### DIRECTION 1
In the article below on regulatory adjudication in India, turn the paragraph beginning "Two guiding principles were meant" into a short bulleted list that keeps its main facts.
### DIRECTION 2
Resume the article below on India's regulatory adjudication, starting right after its final sentence.

### DOCUMENT PASSAGE
○ ○ ○

Ending Colonial Overhang: Regulatory adjudication needs experts

India's financial markets have grown significantly. There are now many eminent persons of sterling market and legal reputation, experience and expertise available to serve in regulatory and adjudicatory bodies such as the Securities Appellate Tribunal.

Sandeep Hasurkar
June 12, 2023 / 02:17 PM IST

SAT quashed the cancellation order and referred the matter back to SEBI.

In October 2022, the Securities and Exchange Board of India (SEBI), in consultation with the Reserve Bank of India (RBI), cancelled the licence of Brickwork Ratings, a credit rating agency (CRA). This well-considered action was taken following an industry-wide review by the regulators of a string of debt defaults by highly credit-rated companies, in which CRAs had repeatedly failed in their fiduciary responsibilities. In this instance, the CRA was found to be a repeat defaulter, despite warnings and opportunities for reform.

The Securities Appellate Tribunal (SAT), however, immediately stayed the SEBI order. In June 2023, SAT quashed the cancellation order and referred the matter back to SEBI. Beyond the worrying message it sends to investors and markets about principles, rule enforcement, and the accountability of market intermediaries, the SAT decision also raises larger concerns about the regulatory, and adjudicatory framework that the government has tried to establish since the beginning of economic reforms in 1991.

Need For Sectoral Regulators

The philosophical basis for the establishment of all reform-period regulatory institutions and their quasi-judicial appellate authorities (except the RBI, established in 1935) was the belief that as India's market-driven economy grew, there was an urgent need for responsive, sector-specific regulatory architecture. This architecture would keep real-time track of market developments, formulate appropriate public policy and rules, and supervise, govern, and enforce them in a manner that was equitable to its stakeholders.

Two guiding principles were meant to underpin this architecture. The first principle was that, given the specialised nature of different markets, key appointments to these institutions would be based on their sector-specific knowledge and relevant experience. The second principle was that considering the well-known challenges of India's judicial system, a sector-specific appellate authority would be established for each regulator. Over the last 30 years, many regulators and their appellate authorities have been established in telecom, bankruptcy and company law, electricity, petroleum and natural gas, and other areas.

○ ○ ○

### MATERIAL PROVIDED
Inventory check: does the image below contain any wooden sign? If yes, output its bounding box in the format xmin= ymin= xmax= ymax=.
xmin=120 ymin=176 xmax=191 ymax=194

○ ○ ○

### EXERCISE ANSWER 1
- Two principles were meant to underpin the regulatory architecture.
- First principle: because markets are specialized, key appointments would rest on sector-specific knowledge and relevant experience.
- Second principle: because of the well-known challenges of India's judicial system, each regulator would get its own sector-specific appellate authority.
- In the last 30 years, many regulators and appellate authorities have been set up in telecom, bankruptcy and company law, electricity, petroleum and natural gas, and other areas.

### EXERCISE ANSWER 2
The financial sector is by far the largest, with numerous markets and regulators.  Among its other statutory functions, the RBI regulates banks and non-bank financial companies. SEBI oversees capital markets. The Insurance Regulatory and Development Authority (IRDAI) regulates the insurance industry. The Pension Fund Regulatory and Development Authority (PFRDAI) is in charge of the pension fund industry.

The non-RBI financial sector has expanded rapidly in recent years. India's capital markets are now worth approximately $3 trillion, while debt markets are approximately $1.8 trillion. Insurance and pension markets are about $150 billion and $430 billion respectively. All of these markets are critical to India's plans to fund its infrastructure, manufacturing, and fiscal borrowings and become a $5 trillion economy by 2027.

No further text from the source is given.